WRITTEN INSTRUCTION
Update all the data below by swapping "verify" for "check" wherever it occurs. Leave everything else untouched.

[Excerpts from a detection dataset]
::::::::::

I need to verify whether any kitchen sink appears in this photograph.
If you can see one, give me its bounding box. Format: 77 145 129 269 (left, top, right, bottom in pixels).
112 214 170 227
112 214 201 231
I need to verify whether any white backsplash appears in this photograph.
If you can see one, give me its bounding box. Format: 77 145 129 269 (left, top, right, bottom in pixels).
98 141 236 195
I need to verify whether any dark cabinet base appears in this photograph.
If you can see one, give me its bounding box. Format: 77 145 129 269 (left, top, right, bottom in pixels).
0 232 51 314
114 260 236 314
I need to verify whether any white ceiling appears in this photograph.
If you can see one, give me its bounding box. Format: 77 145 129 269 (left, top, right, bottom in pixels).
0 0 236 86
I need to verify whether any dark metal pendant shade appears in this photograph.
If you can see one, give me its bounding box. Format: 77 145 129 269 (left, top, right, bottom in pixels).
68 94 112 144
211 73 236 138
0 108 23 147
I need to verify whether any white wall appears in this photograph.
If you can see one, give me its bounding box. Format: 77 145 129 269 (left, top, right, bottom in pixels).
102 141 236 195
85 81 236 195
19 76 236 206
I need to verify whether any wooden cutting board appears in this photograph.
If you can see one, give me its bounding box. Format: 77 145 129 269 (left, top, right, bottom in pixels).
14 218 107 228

::::::::::

RESPONSE TO THIS EXERCISE
I need to check whether any kitchen sink appears in this photograph.
If you can see one, give me its bounding box. Format: 77 145 129 269 (left, top, right, bottom in pixels).
112 214 170 227
112 214 201 231
I need to check whether any white backsplash appears in this photograph.
If you can see one, give me its bounding box. Format: 77 145 129 269 (left, top, right, bottom in pixels).
98 141 236 195
I need to check whether any dark cabinet base appears in this photograph.
If you can see one, give me its bounding box. Format: 77 145 129 269 (left, top, right, bottom in pixels).
0 232 51 314
114 260 236 314
I need to check whether any white ceiling appears in this photograph.
If you can see one, give me its bounding box. Format: 77 145 129 269 (left, top, right, bottom in pixels).
0 0 236 86
I need to check whether any dark metal pendant shade appears in this photograph.
If you can see one, give me its bounding box. Format: 77 145 129 269 (left, top, right, bottom in pixels).
68 94 112 144
211 73 236 138
0 108 23 147
I need to check whether any white wall appears in this photograph.
If you can see one, give me its bounding box. Format: 77 145 129 269 (left, top, right, bottom in pixels).
102 141 236 195
85 81 236 195
19 76 236 206
I need to check whether any wooden cutting board appears in this photograph.
If you can see one, give me its bounding box. Format: 77 145 129 269 (left, top, right, bottom in pixels).
14 218 107 228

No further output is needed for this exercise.